## SELECTED EXTRACT

[BEGIN]

Church of the Ascension, Melton Ross.

Melton Ross is a small village in North Lincolnshire, separated from New Barnetby by a railway line and level crossing. The 2001 census found 186 people in 77 households.

Geography[edit]

Traffic through the village increased with the opening of Humberside Airport, former RAF Kirmington, one mile to the east in 1974. The village lies on the busy A18 close to junction 5 of the M180 and Barnetby.

Local economy[edit]

The brewery, Tom Woods, is at Melton High Wood next to the A180 main road.

History[edit]

The village was originally known as Medeltone, meaning "middle farmstead" while Ross refers to the de Ros family, who used to own all the land which is now the village.

The de Ros family had a stronghold in the village, the mound of which can still be seen in what is now a farmer's field.

[END]

## AIM 1
Using the text on Melton Ross, explain why the village's name includes "Ross."
## AIM 2
Quote the passage from the Melton Ross text starting at "Local economy[edit]" and ending at "now the village.".

## MATERIAL

[BEGIN]

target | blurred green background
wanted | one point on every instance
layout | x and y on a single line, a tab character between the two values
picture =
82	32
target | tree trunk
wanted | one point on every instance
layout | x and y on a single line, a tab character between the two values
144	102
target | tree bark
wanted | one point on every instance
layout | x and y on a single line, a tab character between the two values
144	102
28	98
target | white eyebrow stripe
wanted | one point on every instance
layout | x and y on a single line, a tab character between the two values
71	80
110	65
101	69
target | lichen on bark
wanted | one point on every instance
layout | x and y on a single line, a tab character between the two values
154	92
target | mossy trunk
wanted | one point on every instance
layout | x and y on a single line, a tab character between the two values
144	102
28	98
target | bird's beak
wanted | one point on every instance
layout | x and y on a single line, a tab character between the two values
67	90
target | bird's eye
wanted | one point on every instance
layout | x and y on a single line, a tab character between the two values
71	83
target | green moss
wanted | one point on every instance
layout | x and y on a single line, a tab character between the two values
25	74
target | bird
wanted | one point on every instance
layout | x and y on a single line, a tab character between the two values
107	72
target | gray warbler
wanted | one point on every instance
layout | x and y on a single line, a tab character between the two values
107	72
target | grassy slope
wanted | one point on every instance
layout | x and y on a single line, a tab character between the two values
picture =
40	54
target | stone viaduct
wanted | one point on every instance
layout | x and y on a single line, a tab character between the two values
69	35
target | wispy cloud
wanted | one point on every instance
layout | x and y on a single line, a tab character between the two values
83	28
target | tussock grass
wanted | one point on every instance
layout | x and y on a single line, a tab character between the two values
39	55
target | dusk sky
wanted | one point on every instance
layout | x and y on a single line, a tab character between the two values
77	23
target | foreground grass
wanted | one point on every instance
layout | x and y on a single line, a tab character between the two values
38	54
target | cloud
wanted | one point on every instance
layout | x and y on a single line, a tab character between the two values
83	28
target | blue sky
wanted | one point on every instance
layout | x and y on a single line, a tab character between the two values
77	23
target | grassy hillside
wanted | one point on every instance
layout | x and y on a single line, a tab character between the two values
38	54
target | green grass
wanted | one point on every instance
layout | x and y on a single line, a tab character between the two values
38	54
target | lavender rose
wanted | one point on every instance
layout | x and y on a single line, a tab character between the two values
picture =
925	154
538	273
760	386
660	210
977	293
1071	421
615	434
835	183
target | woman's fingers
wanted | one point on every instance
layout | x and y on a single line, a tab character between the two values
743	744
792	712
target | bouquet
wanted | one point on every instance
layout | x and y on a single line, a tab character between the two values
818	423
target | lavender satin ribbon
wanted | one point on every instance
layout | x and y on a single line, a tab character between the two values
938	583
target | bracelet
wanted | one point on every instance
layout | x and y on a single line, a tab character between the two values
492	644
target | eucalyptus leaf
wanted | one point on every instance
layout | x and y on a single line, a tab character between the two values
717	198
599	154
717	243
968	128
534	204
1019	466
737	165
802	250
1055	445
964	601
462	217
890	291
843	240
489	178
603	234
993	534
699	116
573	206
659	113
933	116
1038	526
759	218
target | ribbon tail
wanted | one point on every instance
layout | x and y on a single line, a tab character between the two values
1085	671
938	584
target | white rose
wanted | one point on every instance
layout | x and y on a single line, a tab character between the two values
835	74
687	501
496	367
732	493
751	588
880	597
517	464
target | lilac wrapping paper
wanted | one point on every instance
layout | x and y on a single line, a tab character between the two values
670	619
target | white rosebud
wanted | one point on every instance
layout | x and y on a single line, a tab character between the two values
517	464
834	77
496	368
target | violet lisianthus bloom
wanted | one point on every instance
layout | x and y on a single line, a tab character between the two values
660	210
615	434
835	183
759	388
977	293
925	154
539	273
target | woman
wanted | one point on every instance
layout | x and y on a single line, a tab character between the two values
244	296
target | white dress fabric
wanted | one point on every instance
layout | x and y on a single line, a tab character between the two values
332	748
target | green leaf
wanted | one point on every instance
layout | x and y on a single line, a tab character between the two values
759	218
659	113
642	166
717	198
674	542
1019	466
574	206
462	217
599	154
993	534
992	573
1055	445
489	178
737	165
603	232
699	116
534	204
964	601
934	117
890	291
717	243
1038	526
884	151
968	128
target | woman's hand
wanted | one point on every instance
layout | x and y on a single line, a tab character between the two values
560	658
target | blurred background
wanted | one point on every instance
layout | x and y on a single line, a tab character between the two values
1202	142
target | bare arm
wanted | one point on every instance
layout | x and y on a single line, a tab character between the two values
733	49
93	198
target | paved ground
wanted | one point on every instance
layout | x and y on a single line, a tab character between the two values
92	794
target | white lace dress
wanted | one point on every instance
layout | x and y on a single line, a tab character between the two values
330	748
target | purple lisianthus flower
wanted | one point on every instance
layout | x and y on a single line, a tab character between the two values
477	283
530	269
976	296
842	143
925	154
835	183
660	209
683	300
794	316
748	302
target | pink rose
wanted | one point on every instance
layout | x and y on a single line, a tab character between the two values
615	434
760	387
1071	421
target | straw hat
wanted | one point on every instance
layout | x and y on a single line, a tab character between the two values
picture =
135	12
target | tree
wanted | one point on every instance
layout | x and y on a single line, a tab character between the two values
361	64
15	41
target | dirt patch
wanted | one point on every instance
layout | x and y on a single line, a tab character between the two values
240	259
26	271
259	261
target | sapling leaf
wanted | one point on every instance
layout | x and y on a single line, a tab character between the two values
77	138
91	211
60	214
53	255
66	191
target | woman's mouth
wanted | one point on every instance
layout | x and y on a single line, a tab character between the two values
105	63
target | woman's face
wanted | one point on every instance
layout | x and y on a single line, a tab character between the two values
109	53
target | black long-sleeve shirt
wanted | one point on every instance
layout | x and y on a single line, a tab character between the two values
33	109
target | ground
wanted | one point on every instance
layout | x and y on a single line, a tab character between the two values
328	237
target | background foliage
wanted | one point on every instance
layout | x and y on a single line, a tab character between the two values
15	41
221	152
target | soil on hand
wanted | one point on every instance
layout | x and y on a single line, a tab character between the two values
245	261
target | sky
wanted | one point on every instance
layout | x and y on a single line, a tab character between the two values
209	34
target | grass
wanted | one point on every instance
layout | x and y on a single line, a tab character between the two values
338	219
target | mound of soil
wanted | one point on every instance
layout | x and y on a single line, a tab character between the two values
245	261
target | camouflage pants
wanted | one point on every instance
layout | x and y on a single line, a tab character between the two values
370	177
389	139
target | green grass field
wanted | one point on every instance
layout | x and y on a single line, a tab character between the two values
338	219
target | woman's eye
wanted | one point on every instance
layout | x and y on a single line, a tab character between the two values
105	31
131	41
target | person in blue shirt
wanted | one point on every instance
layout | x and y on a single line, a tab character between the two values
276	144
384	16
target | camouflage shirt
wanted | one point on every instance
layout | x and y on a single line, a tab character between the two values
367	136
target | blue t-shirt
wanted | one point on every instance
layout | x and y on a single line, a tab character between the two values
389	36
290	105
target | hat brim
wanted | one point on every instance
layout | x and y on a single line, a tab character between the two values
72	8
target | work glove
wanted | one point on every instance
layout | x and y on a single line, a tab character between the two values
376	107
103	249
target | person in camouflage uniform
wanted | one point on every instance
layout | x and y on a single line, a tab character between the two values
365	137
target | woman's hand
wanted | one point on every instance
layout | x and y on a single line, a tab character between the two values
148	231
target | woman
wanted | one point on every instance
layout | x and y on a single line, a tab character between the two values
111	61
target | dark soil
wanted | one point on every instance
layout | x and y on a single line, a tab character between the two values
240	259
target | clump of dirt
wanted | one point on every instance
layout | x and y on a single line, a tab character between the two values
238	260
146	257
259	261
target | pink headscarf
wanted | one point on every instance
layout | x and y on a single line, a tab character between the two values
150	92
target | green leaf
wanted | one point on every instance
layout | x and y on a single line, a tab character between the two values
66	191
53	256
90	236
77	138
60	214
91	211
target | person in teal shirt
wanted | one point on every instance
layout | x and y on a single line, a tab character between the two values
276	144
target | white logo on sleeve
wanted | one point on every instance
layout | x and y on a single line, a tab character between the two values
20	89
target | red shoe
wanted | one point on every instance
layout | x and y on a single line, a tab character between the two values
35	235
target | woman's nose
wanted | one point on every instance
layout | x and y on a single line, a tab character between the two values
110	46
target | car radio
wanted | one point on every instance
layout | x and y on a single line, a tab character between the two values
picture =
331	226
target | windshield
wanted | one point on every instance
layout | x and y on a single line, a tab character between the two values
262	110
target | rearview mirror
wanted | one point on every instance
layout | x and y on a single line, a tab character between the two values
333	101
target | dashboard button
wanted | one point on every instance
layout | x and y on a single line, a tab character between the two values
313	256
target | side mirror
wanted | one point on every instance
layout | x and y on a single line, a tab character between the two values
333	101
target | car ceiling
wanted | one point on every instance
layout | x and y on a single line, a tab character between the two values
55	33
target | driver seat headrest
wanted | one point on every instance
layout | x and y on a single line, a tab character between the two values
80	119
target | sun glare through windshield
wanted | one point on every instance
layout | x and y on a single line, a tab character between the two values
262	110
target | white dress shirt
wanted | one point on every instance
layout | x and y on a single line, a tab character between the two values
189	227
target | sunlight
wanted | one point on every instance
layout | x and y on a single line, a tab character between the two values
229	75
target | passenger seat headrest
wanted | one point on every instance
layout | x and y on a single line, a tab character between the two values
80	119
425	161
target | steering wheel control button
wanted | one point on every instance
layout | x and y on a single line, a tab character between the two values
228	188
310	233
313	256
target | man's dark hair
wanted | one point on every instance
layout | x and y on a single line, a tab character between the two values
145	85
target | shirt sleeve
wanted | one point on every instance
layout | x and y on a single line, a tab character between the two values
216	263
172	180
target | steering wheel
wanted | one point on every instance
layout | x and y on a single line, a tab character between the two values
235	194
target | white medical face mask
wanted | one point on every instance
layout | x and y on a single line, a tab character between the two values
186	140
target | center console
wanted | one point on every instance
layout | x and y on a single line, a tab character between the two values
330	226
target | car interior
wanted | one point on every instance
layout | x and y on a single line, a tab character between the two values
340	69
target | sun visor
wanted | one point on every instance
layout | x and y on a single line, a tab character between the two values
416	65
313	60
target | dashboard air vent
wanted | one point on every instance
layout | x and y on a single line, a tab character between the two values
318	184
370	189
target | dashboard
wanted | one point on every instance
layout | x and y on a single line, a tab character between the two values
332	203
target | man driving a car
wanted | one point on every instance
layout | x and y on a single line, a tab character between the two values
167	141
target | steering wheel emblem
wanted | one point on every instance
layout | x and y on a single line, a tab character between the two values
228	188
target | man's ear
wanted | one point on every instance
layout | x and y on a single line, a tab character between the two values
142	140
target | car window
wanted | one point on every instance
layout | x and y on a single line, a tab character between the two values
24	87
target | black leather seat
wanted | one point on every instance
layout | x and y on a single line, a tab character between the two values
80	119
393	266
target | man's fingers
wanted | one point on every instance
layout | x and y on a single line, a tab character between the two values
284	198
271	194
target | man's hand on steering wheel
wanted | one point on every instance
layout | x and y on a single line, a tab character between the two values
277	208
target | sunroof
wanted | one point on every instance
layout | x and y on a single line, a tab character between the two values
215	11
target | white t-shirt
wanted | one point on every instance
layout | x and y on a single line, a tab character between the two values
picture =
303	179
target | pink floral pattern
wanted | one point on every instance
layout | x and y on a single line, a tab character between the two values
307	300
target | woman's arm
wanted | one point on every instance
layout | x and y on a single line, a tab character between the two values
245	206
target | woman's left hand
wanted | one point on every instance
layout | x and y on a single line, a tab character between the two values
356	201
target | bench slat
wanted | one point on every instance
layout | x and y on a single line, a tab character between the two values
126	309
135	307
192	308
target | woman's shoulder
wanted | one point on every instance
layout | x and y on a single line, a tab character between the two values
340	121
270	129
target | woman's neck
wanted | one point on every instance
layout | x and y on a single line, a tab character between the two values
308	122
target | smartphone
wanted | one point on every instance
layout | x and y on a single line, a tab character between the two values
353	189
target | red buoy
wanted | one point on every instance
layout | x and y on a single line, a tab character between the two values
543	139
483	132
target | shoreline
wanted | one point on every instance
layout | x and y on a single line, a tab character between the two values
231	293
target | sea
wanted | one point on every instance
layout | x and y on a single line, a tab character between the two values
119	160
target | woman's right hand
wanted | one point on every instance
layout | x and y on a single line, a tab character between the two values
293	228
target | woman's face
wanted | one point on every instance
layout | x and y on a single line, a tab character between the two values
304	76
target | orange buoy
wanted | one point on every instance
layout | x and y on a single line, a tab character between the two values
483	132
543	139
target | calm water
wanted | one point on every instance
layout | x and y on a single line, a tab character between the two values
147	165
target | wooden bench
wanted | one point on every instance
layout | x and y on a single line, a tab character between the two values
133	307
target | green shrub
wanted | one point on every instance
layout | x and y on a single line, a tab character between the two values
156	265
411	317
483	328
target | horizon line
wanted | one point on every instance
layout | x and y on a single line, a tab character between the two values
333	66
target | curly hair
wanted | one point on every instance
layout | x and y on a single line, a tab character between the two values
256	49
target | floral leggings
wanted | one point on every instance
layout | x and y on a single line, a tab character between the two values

[END]

## TASK OUTPUT 1
"Ross" refers to the de Ros family, who used to own all the land that is now the village.

## TASK OUTPUT 2
Local economy[edit]

The brewery, Tom Woods, is at Melton High Wood next to the A180 main road.

History[edit]

The village was originally known as Medeltone, meaning "middle farmstead" while Ross refers to the de Ros family, who used to own all the land which is now the village.